» BRIEF
Substitute "painted wall" for "white wall" throughout the material below, leaving everything else unchanged.

» MATERIAL TO PROCESS

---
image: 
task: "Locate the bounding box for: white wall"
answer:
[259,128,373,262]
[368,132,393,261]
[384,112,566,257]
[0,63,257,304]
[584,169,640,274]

» TASK OUTPUT
---
image: 
task: "Locate the bounding box for: painted wall"
answer:
[259,128,373,262]
[368,132,393,261]
[384,112,566,257]
[0,63,257,304]
[584,169,640,274]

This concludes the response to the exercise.